Reproduce the listing below verbatim, every line from start to finish.

-*-

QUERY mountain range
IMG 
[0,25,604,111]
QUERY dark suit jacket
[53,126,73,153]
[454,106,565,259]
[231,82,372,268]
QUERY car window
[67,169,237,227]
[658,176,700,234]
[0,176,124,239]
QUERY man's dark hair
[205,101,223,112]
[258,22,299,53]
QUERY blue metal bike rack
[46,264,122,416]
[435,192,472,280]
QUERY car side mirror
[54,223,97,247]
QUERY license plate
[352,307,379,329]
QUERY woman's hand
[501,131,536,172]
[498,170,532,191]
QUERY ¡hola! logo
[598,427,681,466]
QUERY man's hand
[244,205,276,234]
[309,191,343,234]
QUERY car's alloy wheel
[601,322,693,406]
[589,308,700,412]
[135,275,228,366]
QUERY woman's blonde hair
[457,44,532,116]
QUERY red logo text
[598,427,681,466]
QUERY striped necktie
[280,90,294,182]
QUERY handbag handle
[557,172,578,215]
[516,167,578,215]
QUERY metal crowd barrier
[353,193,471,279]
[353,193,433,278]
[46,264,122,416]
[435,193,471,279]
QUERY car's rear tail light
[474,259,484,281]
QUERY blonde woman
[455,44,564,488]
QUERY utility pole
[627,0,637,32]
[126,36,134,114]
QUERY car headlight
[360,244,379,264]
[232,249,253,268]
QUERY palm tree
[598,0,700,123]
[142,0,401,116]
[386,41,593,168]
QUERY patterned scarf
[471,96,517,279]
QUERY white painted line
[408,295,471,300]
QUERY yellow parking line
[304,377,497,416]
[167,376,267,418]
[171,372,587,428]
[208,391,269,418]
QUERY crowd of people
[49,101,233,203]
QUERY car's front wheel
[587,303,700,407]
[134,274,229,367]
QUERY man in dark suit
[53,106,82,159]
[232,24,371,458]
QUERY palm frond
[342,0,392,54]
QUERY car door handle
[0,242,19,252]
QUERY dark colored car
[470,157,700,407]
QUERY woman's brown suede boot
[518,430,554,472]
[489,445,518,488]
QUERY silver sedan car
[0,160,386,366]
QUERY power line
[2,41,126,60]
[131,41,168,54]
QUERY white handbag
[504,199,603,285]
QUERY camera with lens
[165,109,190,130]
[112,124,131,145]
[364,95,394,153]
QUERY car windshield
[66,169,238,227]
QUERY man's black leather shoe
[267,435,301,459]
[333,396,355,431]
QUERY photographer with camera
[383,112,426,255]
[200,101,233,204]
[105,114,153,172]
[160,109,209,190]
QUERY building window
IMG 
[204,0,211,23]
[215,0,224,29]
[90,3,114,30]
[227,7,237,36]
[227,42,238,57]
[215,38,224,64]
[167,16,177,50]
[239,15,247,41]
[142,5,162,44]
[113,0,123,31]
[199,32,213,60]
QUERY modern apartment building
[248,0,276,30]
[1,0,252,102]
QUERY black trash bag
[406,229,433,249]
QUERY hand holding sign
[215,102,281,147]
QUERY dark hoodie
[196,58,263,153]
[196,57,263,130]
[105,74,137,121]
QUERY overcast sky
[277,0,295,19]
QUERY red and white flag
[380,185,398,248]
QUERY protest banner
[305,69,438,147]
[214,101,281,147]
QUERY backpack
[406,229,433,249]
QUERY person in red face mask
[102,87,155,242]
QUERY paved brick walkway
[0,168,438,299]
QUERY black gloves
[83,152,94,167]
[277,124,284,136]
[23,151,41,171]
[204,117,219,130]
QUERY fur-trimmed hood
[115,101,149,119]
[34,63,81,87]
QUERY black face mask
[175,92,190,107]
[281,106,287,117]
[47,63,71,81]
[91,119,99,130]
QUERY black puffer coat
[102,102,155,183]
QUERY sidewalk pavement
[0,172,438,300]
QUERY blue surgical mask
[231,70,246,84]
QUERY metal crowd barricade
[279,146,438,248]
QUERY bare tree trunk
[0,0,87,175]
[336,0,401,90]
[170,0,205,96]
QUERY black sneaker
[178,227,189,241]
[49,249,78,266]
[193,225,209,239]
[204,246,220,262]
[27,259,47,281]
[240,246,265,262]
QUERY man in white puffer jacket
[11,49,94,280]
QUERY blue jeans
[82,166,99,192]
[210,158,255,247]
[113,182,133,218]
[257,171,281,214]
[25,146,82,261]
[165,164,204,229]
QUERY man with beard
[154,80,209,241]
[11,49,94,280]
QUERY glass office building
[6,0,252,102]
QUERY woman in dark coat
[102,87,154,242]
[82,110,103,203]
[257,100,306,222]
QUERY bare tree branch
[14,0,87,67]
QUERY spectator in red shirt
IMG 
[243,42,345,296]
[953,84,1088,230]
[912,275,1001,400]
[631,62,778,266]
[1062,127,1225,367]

-*-

▶ **Full output**
QUERY mountain range
IMG 
[0,25,604,111]
QUERY dark suit jacket
[53,126,73,153]
[454,106,565,259]
[231,82,372,268]
QUERY car window
[67,169,237,227]
[658,176,700,234]
[0,176,124,239]
QUERY man's dark hair
[205,101,223,112]
[258,22,299,53]
QUERY blue metal bike rack
[46,264,122,416]
[435,192,472,280]
QUERY car side mirror
[54,223,97,247]
QUERY license plate
[352,307,379,329]
QUERY woman's hand
[501,131,536,172]
[498,170,532,191]
QUERY ¡hola! logo
[598,427,681,466]
QUERY man's hand
[244,205,276,234]
[309,191,343,234]
QUERY car's alloy wheel
[601,322,693,406]
[589,308,700,412]
[135,275,228,366]
QUERY woman's blonde hair
[457,44,532,116]
QUERY red logo text
[598,427,681,466]
QUERY striped necktie
[280,90,294,182]
QUERY handbag handle
[557,172,578,215]
[516,167,578,215]
QUERY metal crowd barrier
[353,193,471,279]
[353,193,433,278]
[46,264,122,416]
[435,193,471,279]
QUERY car's rear tail light
[474,259,484,281]
QUERY blonde woman
[455,44,564,488]
QUERY utility pole
[627,0,637,32]
[126,36,134,114]
QUERY car headlight
[360,244,379,264]
[232,249,253,268]
QUERY palm tree
[598,0,700,123]
[142,0,401,116]
[386,41,593,168]
QUERY patterned scarf
[471,96,517,279]
QUERY white painted line
[408,295,471,300]
QUERY yellow parking line
[304,377,497,416]
[167,376,267,418]
[171,372,587,428]
[208,391,269,418]
QUERY crowd of people
[49,101,233,203]
QUERY car's front wheel
[587,303,700,407]
[134,274,229,367]
QUERY man in dark suit
[53,106,82,159]
[232,24,371,458]
QUERY palm frond
[342,0,392,54]
QUERY car door handle
[0,242,19,252]
QUERY dark colored car
[470,157,700,407]
QUERY woman's brown suede boot
[518,430,554,472]
[489,445,518,488]
QUERY silver sedan car
[0,160,386,366]
QUERY power line
[2,41,126,60]
[131,41,168,54]
QUERY white handbag
[504,199,603,285]
QUERY camera with lens
[165,109,190,130]
[112,124,131,145]
[364,95,394,153]
QUERY car windshield
[66,169,238,227]
QUERY man's black leather shoe
[267,435,301,459]
[333,396,355,431]
QUERY photographer with camera
[383,112,426,255]
[200,101,233,204]
[105,114,153,172]
[160,109,209,190]
QUERY building window
IMG 
[204,0,211,23]
[215,0,224,29]
[90,3,114,30]
[227,7,237,36]
[227,42,238,57]
[215,38,224,64]
[167,16,177,50]
[239,15,247,41]
[142,5,162,44]
[113,0,123,31]
[199,32,213,60]
QUERY modern apartment building
[248,0,276,30]
[1,0,252,102]
QUERY black trash bag
[406,229,433,249]
QUERY hand holding sign
[215,102,281,147]
QUERY dark hoodie
[196,58,263,153]
[196,57,263,130]
[105,74,137,121]
QUERY overcast sky
[277,0,295,19]
QUERY red and white flag
[380,185,398,248]
QUERY protest banner
[305,69,438,147]
[214,101,281,147]
QUERY backpack
[406,229,433,249]
QUERY person in red face mask
[102,87,155,242]
QUERY paved brick walkway
[0,168,438,299]
QUERY black gloves
[83,152,94,167]
[277,124,284,136]
[23,151,41,171]
[204,117,219,130]
QUERY fur-trimmed hood
[115,101,149,119]
[34,63,81,87]
QUERY black face mask
[175,92,190,107]
[281,106,287,117]
[47,63,71,81]
[91,119,99,130]
QUERY black puffer coat
[102,102,155,183]
QUERY sidewalk pavement
[0,172,438,300]
QUERY blue surgical mask
[231,70,246,84]
QUERY metal crowd barricade
[279,146,438,248]
QUERY bare tree trunk
[0,0,87,175]
[336,0,401,90]
[170,0,205,96]
QUERY black sneaker
[178,227,189,241]
[49,249,78,266]
[193,225,209,239]
[204,246,220,262]
[27,259,47,281]
[240,246,265,262]
QUERY man in white puffer jacket
[11,49,94,280]
QUERY blue jeans
[82,166,99,192]
[210,158,255,247]
[113,182,133,218]
[257,171,281,214]
[25,146,82,261]
[165,164,204,229]
QUERY man with beard
[154,80,209,241]
[11,49,94,280]
QUERY glass office building
[6,0,252,102]
QUERY woman in dark coat
[102,87,154,242]
[82,110,103,203]
[257,100,306,222]
QUERY bare tree branch
[14,0,87,67]
QUERY spectator in red shirt
IMG 
[243,42,345,296]
[953,84,1088,230]
[912,275,1001,400]
[631,62,778,266]
[1062,127,1225,367]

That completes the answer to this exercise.